▸ Materiale fornito:
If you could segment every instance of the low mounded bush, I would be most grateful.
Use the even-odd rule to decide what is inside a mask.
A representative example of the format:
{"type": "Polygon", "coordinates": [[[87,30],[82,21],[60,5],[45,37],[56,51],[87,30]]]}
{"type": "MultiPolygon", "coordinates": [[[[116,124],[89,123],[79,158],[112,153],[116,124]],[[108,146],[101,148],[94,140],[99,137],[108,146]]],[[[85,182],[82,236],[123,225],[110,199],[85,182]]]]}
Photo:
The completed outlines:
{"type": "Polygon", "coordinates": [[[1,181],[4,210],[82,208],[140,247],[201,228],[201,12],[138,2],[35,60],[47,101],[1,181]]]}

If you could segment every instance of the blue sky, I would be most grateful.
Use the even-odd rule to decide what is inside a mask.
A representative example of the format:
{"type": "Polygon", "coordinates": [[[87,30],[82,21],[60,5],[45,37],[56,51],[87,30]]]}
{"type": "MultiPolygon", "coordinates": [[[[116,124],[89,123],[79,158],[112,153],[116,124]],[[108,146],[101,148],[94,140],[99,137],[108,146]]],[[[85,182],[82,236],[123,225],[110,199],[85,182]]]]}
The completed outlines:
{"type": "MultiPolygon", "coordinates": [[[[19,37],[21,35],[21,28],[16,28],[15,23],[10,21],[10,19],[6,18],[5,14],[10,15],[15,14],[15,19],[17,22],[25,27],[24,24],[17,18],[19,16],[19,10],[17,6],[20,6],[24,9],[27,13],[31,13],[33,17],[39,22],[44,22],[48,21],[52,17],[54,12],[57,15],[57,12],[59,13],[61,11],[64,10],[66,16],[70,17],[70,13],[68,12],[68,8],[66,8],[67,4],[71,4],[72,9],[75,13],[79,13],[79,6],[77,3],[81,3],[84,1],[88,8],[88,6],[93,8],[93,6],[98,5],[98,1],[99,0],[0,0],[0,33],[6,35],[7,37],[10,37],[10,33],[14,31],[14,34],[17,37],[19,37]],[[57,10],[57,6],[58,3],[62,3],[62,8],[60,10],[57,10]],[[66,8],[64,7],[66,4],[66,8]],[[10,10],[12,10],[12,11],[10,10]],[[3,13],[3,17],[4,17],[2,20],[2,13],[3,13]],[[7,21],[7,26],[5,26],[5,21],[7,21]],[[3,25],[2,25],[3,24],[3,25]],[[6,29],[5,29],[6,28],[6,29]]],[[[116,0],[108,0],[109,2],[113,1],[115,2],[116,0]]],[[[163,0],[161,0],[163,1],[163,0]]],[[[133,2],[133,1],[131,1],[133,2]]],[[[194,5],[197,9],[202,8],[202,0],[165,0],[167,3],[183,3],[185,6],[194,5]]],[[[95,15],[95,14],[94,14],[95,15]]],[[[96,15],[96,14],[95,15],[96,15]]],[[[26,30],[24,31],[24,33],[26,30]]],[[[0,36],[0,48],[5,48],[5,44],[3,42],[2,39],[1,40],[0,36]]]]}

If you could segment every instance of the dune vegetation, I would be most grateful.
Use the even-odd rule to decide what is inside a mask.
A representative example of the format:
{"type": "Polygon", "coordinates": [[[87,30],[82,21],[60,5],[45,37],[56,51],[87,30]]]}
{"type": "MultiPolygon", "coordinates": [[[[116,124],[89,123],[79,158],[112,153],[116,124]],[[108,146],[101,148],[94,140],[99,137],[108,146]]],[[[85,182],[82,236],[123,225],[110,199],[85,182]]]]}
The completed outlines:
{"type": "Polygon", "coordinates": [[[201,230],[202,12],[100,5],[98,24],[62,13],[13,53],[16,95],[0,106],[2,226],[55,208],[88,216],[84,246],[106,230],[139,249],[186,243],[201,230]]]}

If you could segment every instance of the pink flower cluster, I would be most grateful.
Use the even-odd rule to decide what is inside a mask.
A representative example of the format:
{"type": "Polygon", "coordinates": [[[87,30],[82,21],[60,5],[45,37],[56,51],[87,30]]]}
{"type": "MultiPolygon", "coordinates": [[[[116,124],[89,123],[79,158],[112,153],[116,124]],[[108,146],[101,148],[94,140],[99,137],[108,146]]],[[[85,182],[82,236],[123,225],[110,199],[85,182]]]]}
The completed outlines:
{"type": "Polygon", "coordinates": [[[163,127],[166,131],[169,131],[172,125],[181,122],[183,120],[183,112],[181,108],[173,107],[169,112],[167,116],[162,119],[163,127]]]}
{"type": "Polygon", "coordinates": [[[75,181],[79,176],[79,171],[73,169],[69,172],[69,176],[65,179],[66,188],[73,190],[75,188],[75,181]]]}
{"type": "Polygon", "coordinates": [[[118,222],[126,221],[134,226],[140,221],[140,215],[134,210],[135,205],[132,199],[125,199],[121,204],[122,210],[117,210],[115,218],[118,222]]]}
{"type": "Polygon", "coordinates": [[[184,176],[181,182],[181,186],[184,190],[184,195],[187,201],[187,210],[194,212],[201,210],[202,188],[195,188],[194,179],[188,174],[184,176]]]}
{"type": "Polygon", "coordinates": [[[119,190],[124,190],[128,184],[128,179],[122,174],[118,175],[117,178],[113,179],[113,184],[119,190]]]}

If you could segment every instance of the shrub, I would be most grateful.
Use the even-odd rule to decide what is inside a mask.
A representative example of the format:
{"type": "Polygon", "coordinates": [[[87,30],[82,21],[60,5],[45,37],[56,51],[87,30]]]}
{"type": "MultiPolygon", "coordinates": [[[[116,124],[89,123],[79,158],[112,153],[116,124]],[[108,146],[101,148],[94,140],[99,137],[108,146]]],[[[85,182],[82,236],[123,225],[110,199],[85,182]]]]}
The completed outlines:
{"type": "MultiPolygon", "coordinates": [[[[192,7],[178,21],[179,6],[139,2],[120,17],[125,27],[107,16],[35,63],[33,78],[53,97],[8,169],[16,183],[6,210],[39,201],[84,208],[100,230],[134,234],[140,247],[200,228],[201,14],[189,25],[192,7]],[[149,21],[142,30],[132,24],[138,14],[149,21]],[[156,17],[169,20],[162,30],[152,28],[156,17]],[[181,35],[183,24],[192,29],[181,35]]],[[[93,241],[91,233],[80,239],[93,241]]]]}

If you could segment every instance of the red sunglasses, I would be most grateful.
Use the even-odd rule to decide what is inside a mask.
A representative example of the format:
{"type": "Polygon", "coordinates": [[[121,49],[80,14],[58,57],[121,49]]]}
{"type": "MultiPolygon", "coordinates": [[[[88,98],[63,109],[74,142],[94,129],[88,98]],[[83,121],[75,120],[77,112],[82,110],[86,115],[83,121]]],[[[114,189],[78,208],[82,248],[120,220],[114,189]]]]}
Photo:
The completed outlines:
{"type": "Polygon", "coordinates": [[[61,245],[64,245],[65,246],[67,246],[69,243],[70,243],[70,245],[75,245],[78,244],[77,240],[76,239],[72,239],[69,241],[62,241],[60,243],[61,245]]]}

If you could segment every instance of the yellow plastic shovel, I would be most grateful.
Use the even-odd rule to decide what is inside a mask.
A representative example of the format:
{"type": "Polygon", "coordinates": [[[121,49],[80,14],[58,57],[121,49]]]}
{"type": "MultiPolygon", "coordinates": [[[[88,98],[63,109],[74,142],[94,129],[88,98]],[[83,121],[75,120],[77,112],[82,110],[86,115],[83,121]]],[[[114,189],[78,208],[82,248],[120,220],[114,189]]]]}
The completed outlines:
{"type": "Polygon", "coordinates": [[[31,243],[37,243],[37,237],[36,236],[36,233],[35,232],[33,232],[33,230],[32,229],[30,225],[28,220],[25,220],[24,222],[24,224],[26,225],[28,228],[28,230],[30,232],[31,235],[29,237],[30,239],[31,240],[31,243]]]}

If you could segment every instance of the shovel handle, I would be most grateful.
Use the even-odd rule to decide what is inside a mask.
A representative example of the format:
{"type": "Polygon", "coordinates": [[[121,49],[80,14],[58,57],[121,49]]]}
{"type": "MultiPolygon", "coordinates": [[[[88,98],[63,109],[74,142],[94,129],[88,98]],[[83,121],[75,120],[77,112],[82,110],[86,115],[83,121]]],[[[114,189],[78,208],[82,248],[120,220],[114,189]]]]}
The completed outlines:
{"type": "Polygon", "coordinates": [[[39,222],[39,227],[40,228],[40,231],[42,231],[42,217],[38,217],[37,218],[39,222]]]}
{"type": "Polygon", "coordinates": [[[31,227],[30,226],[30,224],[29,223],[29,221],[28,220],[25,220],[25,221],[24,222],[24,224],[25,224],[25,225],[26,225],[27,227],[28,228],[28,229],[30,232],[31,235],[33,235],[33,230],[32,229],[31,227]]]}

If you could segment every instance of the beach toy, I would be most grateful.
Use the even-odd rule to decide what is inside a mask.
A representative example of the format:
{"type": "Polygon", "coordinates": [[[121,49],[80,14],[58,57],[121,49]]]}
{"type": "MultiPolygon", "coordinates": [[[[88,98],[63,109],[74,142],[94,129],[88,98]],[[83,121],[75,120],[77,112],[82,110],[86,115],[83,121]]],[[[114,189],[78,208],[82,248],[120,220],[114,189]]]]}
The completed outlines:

▸ Consegna dell'esercizio: Trasforma in un elenco numerato le righe dei dati che partono da quella contenente "If you could segment every instance of the beach" e arrivano fino alla fine dei dati, estremi compresi. Ometti le righe vuote.

▸ Risultato dell'esercizio:
1. If you could segment every instance of the beach toy, I would be most grateful.
2. Use the even-odd rule to decide what is inside a mask.
3. A representative example of the format:
4. {"type": "Polygon", "coordinates": [[[121,49],[80,14],[58,57],[121,49]]]}
5. {"type": "MultiPolygon", "coordinates": [[[[88,98],[63,109],[74,142],[94,129],[88,98]],[[83,121],[75,120],[77,112],[82,110],[86,115],[83,121]]],[[[114,189],[78,208],[82,248],[120,220],[114,189]]]]}
6. The completed outlines:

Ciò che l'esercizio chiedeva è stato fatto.